> [課題] すべてのレコードについて、「bounding box」を「box coordinates」に置き換え、それ以外は変えずに各行をもう一度書き出してください。解答には画像を含めないでください。

> [提示データ]
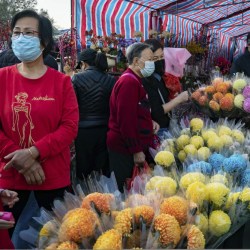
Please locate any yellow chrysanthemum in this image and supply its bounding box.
[154,151,175,167]
[179,172,206,189]
[218,125,232,136]
[239,188,250,209]
[232,129,245,143]
[190,135,204,149]
[176,134,190,150]
[114,208,133,235]
[201,129,217,141]
[219,135,234,147]
[190,118,204,132]
[39,221,57,237]
[186,181,207,205]
[207,182,229,206]
[208,210,231,237]
[160,196,189,225]
[197,147,211,161]
[210,174,228,186]
[184,144,197,156]
[57,241,79,250]
[233,79,247,92]
[154,214,181,248]
[133,205,155,226]
[195,214,208,234]
[82,192,114,213]
[178,150,187,162]
[207,136,224,151]
[146,176,177,196]
[234,94,245,108]
[93,229,122,250]
[225,192,240,209]
[187,225,205,249]
[58,208,98,242]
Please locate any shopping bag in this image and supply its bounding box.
[126,161,151,191]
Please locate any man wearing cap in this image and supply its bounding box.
[230,33,250,77]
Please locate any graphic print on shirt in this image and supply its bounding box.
[12,92,34,148]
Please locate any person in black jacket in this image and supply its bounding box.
[72,49,116,179]
[142,39,188,134]
[230,33,250,77]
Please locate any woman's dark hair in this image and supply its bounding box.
[144,39,164,53]
[126,43,150,65]
[79,49,108,71]
[11,10,54,57]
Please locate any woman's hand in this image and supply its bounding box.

> [解答]
Please locate any yellow chrysanthemum in this image and supply its box coordinates.
[154,151,175,167]
[179,172,206,189]
[218,125,232,136]
[239,188,250,209]
[232,129,245,143]
[190,135,204,149]
[176,134,190,150]
[114,208,133,235]
[201,129,217,141]
[219,135,234,147]
[190,118,204,132]
[39,221,57,237]
[186,181,207,205]
[207,182,229,206]
[208,210,231,237]
[160,196,189,225]
[197,147,211,161]
[210,174,228,186]
[184,144,197,156]
[57,241,79,250]
[233,79,247,92]
[154,214,181,248]
[133,205,155,226]
[195,214,208,234]
[82,192,114,213]
[178,150,187,162]
[207,136,224,151]
[146,176,177,196]
[234,94,245,108]
[93,229,122,250]
[225,192,240,209]
[187,225,205,249]
[58,208,98,242]
Please locate any shopping bag in this image and supply its box coordinates.
[126,161,151,191]
Please locate any man wearing cap in this image and supply its box coordinates.
[230,33,250,77]
Please locate any graphic print on shirt in this image and supply its box coordinates.
[12,92,34,148]
Please locate any person in black jacket in this image and supply its box coordinates.
[72,49,116,179]
[142,39,188,134]
[230,33,250,77]
Please locate any woman's dark hair in this image and supply its box coordinates.
[144,39,164,53]
[126,43,150,65]
[79,49,108,71]
[11,10,54,57]
Please locate any woman's hand in this image and supply its box coordinates.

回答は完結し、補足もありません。